---- 本文
企業法務 相談事例

再生債権と相殺

相談の概要

A社は、取引先のB社から、突然、民事再生の申立をするということで、民事再生手続に関する連絡文などを受け取りました。

A社とB社との間には、お互いに物品の売買があり、双方に債権をもっている関係でした。また、A社は、B社に対して、業務委託を行っており、1年間分の業務委託料を前払いしている状態にありました。

民事再生手続に関する連絡文の中に、お互いに債権がある場合には、一定の期限までに届け出てほしい旨の記載があったことから、ご相談にいらっしゃいました。

誓約書

相談の内容

民事再生法92条では、債権の届出期間の満了前に相殺に適するようになった場合に、再生債権者から、債権届出期間内に限って、民事再生の再生計画の定めるところによらず、相殺することができるとされています。

そのため、取引先が民事再生を開始し、お互いに債権がある場合には、一定の期間に限って相殺することができますので、その期間内に忘れずに、相殺の通知をすることが必要です。
--------
---- 提示資料
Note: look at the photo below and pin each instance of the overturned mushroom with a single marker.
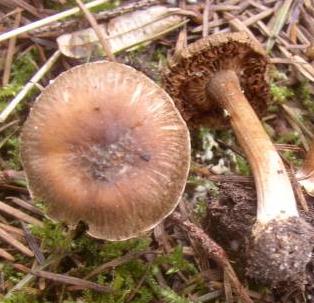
--------
→ 取り組む課題
再生債権と相殺についての本文のうち、「A社は、取引先のB社から、突」という語句を含む箇所で始まり「いしている状態にありました。」で終わる部分を、一字も変えずに書き写してください。 上に並んだ行は、この作業には使いません。

→ 解答
A社は、取引先のB社から、突然、民事再生の申立をするということで、民事再生手続に関する連絡文などを受け取りました。

A社とB社との間には、お互いに物品の売買があり、双方に債権をもっている関係でした。また、A社は、B社に対して、業務委託を行っており、1年間分の業務委託料を前払いしている状態にありました。